Données de l'exercice:
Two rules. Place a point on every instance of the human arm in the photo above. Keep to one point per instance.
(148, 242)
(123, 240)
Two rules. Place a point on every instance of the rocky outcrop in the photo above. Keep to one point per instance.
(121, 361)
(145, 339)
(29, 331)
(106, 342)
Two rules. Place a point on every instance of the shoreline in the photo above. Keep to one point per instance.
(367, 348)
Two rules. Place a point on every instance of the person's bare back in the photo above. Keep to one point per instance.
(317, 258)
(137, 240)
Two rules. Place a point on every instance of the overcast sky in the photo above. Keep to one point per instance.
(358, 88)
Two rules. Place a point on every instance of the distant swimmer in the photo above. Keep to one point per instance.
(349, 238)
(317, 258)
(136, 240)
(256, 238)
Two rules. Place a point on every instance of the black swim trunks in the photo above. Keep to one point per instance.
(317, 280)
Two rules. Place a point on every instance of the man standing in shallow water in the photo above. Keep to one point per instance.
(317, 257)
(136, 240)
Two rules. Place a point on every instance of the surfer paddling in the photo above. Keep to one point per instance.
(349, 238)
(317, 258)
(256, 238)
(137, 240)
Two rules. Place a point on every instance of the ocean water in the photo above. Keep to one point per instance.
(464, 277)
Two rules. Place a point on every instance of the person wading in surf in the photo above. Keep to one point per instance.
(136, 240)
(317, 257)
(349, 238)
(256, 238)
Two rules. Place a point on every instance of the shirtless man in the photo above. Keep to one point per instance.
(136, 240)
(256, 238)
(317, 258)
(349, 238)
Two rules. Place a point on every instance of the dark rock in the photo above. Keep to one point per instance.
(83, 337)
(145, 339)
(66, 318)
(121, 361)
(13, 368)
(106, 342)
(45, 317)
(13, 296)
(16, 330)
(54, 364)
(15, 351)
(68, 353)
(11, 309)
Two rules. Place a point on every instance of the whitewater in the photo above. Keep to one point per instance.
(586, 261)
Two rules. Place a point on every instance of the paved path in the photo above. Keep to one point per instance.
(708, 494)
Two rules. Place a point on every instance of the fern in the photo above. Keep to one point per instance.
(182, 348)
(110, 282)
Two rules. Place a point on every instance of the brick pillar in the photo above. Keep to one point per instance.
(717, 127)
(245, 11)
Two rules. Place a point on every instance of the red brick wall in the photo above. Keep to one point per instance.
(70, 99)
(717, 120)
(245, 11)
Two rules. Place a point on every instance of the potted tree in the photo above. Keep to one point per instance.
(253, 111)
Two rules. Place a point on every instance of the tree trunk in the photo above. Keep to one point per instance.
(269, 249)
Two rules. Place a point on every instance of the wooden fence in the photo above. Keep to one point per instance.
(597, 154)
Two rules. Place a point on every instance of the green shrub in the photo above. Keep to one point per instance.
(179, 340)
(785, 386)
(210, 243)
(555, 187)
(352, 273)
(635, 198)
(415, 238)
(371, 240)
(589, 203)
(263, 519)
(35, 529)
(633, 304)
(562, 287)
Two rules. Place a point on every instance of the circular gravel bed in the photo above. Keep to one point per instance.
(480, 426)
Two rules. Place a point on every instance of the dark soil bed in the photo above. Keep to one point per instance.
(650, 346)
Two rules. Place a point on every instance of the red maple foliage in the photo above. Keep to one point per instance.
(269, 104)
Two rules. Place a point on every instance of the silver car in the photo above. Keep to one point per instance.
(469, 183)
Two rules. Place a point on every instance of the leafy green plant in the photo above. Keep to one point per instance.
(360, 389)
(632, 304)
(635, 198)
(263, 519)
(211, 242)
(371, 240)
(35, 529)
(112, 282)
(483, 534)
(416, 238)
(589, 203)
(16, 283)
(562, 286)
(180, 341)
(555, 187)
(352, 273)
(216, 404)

Détails de l'exercice:
Réécrivez toutes ces données en remplaçant « Keep to one point per instance » par « Use exactly one point per instance », sans rien modifier d'autre, s'il vous plaît.

Solution complète:
Two rules. Place a point on every instance of the human arm in the photo above. Use exactly one point per instance.
(148, 242)
(123, 240)
Two rules. Place a point on every instance of the rocky outcrop in the photo above. Use exactly one point per instance.
(121, 361)
(145, 339)
(29, 331)
(106, 342)
Two rules. Place a point on every instance of the shoreline in the photo above. Use exactly one point per instance.
(367, 348)
Two rules. Place a point on every instance of the person's bare back in the photo above. Use exactly one point per instance.
(317, 258)
(137, 240)
Two rules. Place a point on every instance of the overcast sky in the photo above. Use exactly one point per instance.
(358, 88)
Two rules. Place a point on every instance of the distant swimmer in the photo above. Use exactly one point per instance.
(349, 238)
(317, 258)
(136, 240)
(256, 238)
Two rules. Place a point on every instance of the black swim trunks in the photo above. Use exactly one point per instance.
(317, 280)
Two rules. Place a point on every instance of the man standing in shallow water in the photo above. Use exactly one point per instance.
(317, 257)
(136, 240)
Two rules. Place a point on every instance of the surfer paddling in the photo above. Use exactly one point per instance.
(349, 238)
(317, 258)
(256, 238)
(137, 240)
Two rules. Place a point on every instance of the ocean water in the photo above. Use exactly one point per instance.
(464, 277)
Two rules. Place a point on every instance of the person wading in surf in the photo above. Use exactly one point per instance.
(136, 240)
(317, 257)
(349, 238)
(256, 238)
Two rules. Place a point on every instance of the shirtless man in the photo above. Use exactly one point per instance.
(136, 240)
(256, 238)
(317, 258)
(349, 238)
Two rules. Place a point on every instance of the dark rock in the photo above. Use exactly one point per instance.
(83, 337)
(145, 339)
(66, 318)
(121, 361)
(13, 368)
(106, 342)
(45, 317)
(13, 296)
(16, 330)
(54, 364)
(15, 351)
(68, 353)
(11, 309)
Two rules. Place a point on every instance of the whitewater in the photo above. Use exactly one point per instance.
(586, 261)
Two rules. Place a point on every instance of the paved path in the photo above. Use exactly one point per instance.
(708, 494)
Two rules. Place a point on every instance of the fern in the photo above. Use exactly one point per instance.
(182, 348)
(110, 282)
Two rules. Place a point on every instance of the brick pillar in the photo above. Use exactly one point per instance.
(717, 127)
(245, 11)
Two rules. Place a point on every instance of the red brick wall in the photo above. Use exactly one point per instance.
(70, 99)
(717, 120)
(245, 11)
Two rules. Place a point on every instance of the potted tree in the photo above. Use exactly one point per instance.
(253, 111)
Two rules. Place a point on every instance of the tree trunk in the photo above. Use exactly one point per instance.
(269, 249)
Two rules. Place a point on every instance of the wooden fence in the photo above. Use exactly one point per instance.
(597, 154)
Two rules. Place a point on every instance of the green shrub in the photo above. Use exactly one point per instance.
(179, 340)
(785, 386)
(210, 243)
(555, 187)
(352, 273)
(635, 198)
(415, 238)
(371, 240)
(589, 203)
(263, 519)
(35, 529)
(633, 304)
(562, 287)
Two rules. Place a point on every instance of the circular gravel bed in the photo above. Use exactly one point per instance.
(480, 426)
Two rules. Place a point on every instance of the dark soil bed in the photo above. Use exactly one point per instance.
(650, 346)
Two rules. Place a point on every instance of the red maple foliage in the photo above. Use exactly one point per instance.
(269, 104)
Two rules. Place a point on every instance of the silver car in the photo above. Use exactly one point per instance.
(469, 183)
Two rules. Place a point on every instance of the leafy green plant in the photo above. Use exactly one point per instance.
(360, 389)
(632, 304)
(635, 198)
(263, 519)
(211, 242)
(371, 240)
(35, 529)
(112, 282)
(483, 534)
(416, 238)
(589, 203)
(16, 283)
(562, 286)
(180, 341)
(555, 187)
(352, 273)
(216, 404)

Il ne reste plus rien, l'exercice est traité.